[INSTRUCTIONS TO FOLLOW]: Retype every one of the items below line for line, without any alteration. Omit the pictures from your answer.

[Dataset excerpts on pointing to objects]:
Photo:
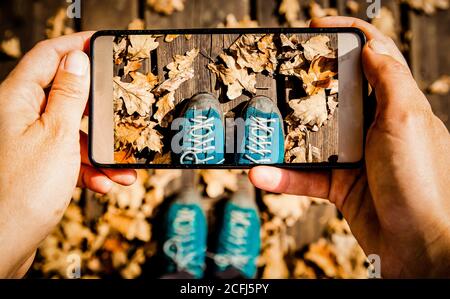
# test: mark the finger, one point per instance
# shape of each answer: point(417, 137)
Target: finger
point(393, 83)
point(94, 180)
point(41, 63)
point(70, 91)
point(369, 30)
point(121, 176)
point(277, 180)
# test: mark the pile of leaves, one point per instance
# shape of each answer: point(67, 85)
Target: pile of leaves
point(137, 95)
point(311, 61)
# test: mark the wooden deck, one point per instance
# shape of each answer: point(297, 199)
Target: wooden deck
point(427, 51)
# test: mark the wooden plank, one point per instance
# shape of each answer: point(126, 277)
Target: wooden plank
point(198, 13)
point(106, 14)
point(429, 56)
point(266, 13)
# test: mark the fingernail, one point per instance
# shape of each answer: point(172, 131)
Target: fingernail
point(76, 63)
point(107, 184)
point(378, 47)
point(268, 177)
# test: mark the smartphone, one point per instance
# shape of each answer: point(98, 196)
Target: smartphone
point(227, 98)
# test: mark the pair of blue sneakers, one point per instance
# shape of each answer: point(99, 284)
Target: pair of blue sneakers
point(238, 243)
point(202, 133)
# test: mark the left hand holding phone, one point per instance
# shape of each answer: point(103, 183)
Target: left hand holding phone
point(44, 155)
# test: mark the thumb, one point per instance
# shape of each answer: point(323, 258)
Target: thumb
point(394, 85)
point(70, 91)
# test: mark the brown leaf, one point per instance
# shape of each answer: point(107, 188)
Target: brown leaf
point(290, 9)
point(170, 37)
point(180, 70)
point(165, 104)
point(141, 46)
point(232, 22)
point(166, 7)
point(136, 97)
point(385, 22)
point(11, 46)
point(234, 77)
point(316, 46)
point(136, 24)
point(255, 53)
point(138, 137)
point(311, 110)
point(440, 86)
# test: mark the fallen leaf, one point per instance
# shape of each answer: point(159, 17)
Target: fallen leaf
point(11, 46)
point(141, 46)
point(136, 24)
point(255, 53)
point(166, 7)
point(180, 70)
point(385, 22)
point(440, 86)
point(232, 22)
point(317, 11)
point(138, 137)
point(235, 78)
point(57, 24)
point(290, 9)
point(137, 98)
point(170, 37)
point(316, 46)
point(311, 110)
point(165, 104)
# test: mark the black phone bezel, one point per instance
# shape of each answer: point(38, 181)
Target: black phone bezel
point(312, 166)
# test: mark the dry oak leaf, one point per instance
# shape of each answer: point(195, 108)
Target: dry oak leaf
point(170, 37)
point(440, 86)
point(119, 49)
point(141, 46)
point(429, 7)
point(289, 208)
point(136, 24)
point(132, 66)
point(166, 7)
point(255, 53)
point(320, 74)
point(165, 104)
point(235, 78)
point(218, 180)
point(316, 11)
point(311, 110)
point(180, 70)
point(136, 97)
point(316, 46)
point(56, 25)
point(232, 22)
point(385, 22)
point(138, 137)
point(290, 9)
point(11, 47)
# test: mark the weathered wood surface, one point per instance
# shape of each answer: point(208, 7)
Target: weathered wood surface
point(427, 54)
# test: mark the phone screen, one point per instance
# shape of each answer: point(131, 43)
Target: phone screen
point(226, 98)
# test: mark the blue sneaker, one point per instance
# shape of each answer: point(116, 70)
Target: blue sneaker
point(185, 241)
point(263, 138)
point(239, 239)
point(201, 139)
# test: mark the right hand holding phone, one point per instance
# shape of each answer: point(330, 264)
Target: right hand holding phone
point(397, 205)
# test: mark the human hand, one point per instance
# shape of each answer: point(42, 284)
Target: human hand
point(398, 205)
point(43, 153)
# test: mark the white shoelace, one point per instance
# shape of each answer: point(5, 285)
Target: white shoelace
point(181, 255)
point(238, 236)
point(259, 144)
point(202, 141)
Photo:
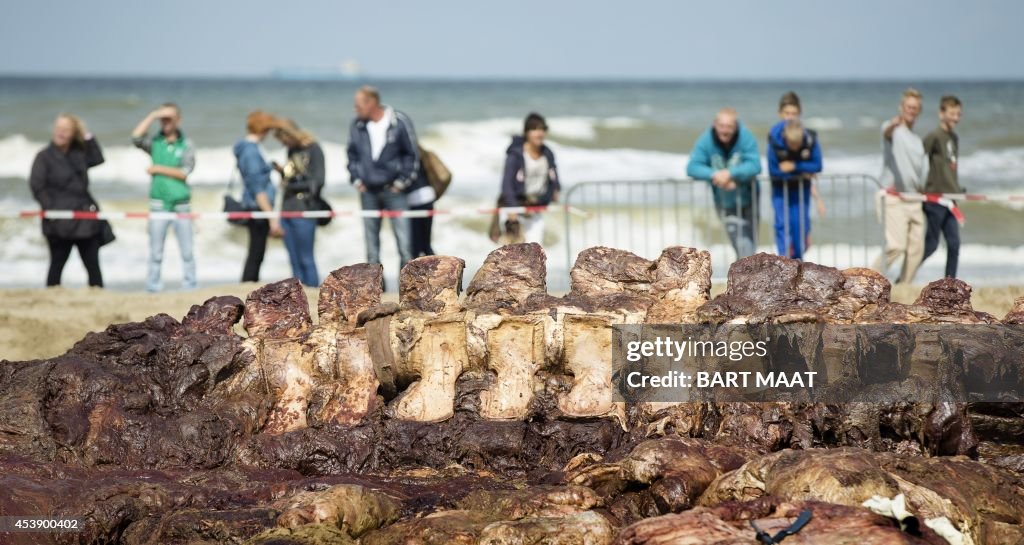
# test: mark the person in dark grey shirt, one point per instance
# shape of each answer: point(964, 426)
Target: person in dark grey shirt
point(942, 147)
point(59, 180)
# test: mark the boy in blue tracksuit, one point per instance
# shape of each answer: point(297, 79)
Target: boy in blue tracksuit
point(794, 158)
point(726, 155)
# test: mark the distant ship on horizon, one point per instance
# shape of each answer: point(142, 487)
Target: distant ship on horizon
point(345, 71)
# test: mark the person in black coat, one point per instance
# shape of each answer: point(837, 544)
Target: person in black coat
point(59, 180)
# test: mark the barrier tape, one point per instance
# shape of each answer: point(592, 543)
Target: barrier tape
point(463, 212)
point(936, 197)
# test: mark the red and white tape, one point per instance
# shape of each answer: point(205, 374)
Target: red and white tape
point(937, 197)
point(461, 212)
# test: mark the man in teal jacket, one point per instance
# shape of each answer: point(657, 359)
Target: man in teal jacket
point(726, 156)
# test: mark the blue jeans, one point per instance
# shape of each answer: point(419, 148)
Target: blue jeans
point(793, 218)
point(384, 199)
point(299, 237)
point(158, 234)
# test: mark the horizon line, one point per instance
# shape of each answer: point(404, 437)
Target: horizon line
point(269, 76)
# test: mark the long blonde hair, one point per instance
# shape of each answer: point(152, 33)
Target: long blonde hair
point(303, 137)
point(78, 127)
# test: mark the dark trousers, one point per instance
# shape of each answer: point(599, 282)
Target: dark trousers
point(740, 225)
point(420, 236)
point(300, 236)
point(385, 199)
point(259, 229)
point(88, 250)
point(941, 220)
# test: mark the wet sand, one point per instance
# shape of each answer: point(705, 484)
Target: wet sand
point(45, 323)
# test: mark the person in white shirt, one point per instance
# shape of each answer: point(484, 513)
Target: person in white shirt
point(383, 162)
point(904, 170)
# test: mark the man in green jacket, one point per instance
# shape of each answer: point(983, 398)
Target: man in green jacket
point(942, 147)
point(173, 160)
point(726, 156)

[RESULT FOR THIS EXERCISE]:
Photo:
# test: mark the finger, one point per instance
# shape of each answer: point(417, 137)
Target: finger
point(393, 83)
point(94, 180)
point(41, 63)
point(70, 91)
point(369, 30)
point(121, 176)
point(277, 180)
# test: mark the pile of leaves, one point per instance
# shape of each answer: point(67, 85)
Target: pile of leaves
point(137, 95)
point(311, 61)
# test: mark the wooden deck, one point per instance
# shape of each answer: point(297, 199)
Target: wooden deck
point(427, 51)
# test: mark the wooden plank, one point per instance
# shape of each answer: point(126, 277)
Target: wooden plank
point(198, 13)
point(106, 14)
point(429, 56)
point(266, 13)
# test: mark the fingernail, one point per instance
# shape of each answer: point(172, 131)
Target: fingernail
point(76, 63)
point(107, 184)
point(378, 47)
point(268, 177)
# test: mark the smartphone, one point per instance
# shape of each answer: point(98, 196)
Target: smartphone
point(227, 98)
# test: mark the pair of blue sneakers, one point per instance
# shape of each answer: point(99, 284)
Target: pair of blue sneakers
point(238, 243)
point(202, 133)
# test: mark the left hand holding phone, one point per instance
# shape of each answer: point(103, 183)
Target: left hand holding phone
point(44, 155)
# test: mark the thumb, one point per instance
# shape of each answer: point(323, 258)
Target: thumb
point(394, 85)
point(70, 91)
# test: mark the brown leaf, one point per instance
# shape of each answer: point(107, 188)
Target: brown leaf
point(290, 9)
point(170, 37)
point(180, 70)
point(165, 104)
point(141, 46)
point(232, 22)
point(166, 7)
point(136, 97)
point(385, 22)
point(11, 46)
point(234, 77)
point(316, 46)
point(136, 24)
point(255, 53)
point(138, 137)
point(311, 110)
point(440, 86)
# test: mark the fallen leaf, one point per instance
# shape of each answer: point(159, 17)
Target: fallen leaf
point(11, 46)
point(141, 46)
point(136, 24)
point(255, 53)
point(166, 7)
point(180, 70)
point(385, 22)
point(440, 86)
point(232, 22)
point(317, 11)
point(138, 137)
point(235, 78)
point(57, 24)
point(290, 9)
point(137, 98)
point(170, 37)
point(316, 46)
point(311, 110)
point(165, 104)
# test: mark the black phone bezel, one point per instance
# shape of each answer: point(38, 181)
Target: black phone bezel
point(312, 166)
# test: mark the dry oak leaf, one point per instance
# shape of each answer: point(195, 108)
Target: dry oak leaf
point(170, 37)
point(440, 86)
point(119, 49)
point(141, 46)
point(429, 7)
point(289, 208)
point(136, 24)
point(132, 66)
point(166, 7)
point(255, 53)
point(320, 74)
point(165, 104)
point(235, 78)
point(218, 180)
point(316, 11)
point(311, 110)
point(180, 70)
point(136, 97)
point(316, 46)
point(56, 25)
point(232, 22)
point(385, 22)
point(138, 137)
point(290, 9)
point(11, 47)
# test: mark the weathered wood surface, one point per instance
# shape of each answer: point(208, 7)
Target: weathered wood surface
point(427, 54)
# test: mark the phone screen, one point per instance
# shape of each answer: point(131, 43)
Target: phone screen
point(226, 98)
# test: mark the blue sneaker, one point per instance
# shape of each answer: point(116, 70)
Target: blue sneaker
point(185, 241)
point(263, 138)
point(239, 239)
point(201, 139)
# test: mark the right hand holding phone, one point per instance
# shape of each answer: point(330, 264)
Target: right hand holding phone
point(397, 205)
# test: mark the human hand, one point per instance
# shape of each answer: point(42, 284)
Target: human hand
point(398, 205)
point(43, 153)
# test: mark the white shoelace, one point per instance
# shape of each answer: point(5, 285)
Target: white shoelace
point(181, 255)
point(238, 236)
point(259, 144)
point(202, 141)
Photo:
# test: mark the person in dark grey shirt, one point per instance
# shape of each answer: point(964, 426)
Target: person in dark grey shirt
point(942, 147)
point(59, 180)
# test: mark the boy in blue tracksuit, one point per instance
# shape of each answer: point(297, 79)
Target: boy in blue tracksuit
point(794, 158)
point(726, 155)
# test: mark the distant ship on horizon, one point per instance
# shape of each answer: point(142, 487)
Target: distant ship on horizon
point(345, 71)
# test: mark the person in black coat, one point per instance
# shape of each answer: point(837, 544)
Target: person in black coat
point(59, 180)
# test: mark the barrier tape, one point per instance
# shape of each answer: point(592, 543)
Target: barrier tape
point(463, 212)
point(936, 197)
# test: mark the red and white tape, one point per instance
# shape of each answer: point(205, 374)
Target: red and white tape
point(937, 197)
point(461, 212)
# test: mark the man in teal jacket, one point per instance
# shape of each answer: point(657, 359)
Target: man in teal jacket
point(726, 156)
# test: mark the blue jeans, one point per instance
# shape of each answer: point(419, 148)
Target: blue jeans
point(793, 218)
point(384, 199)
point(299, 237)
point(158, 234)
# test: mark the horizon line, one point per instance
# shape of each answer: point(404, 437)
Target: horizon line
point(269, 76)
# test: mark the long blonde hair, one point per instance
# shape of each answer: point(152, 33)
Target: long blonde hair
point(303, 137)
point(78, 127)
# test: mark the dark trousers, one point per instance
# shape of each answer: point(599, 282)
Target: dark trousers
point(740, 225)
point(420, 236)
point(300, 236)
point(385, 199)
point(259, 229)
point(88, 250)
point(941, 220)
# test: mark the wet sand, one point per instance
# shape of each answer: point(705, 484)
Target: wet sand
point(45, 323)
# test: mark the person in white shirt, one point per instance
# shape of each answer: point(484, 513)
Target: person in white shirt
point(383, 162)
point(904, 170)
# test: mark the man in green jacket, one point per instance
# shape of each answer: point(983, 398)
Target: man in green jacket
point(942, 147)
point(173, 160)
point(726, 156)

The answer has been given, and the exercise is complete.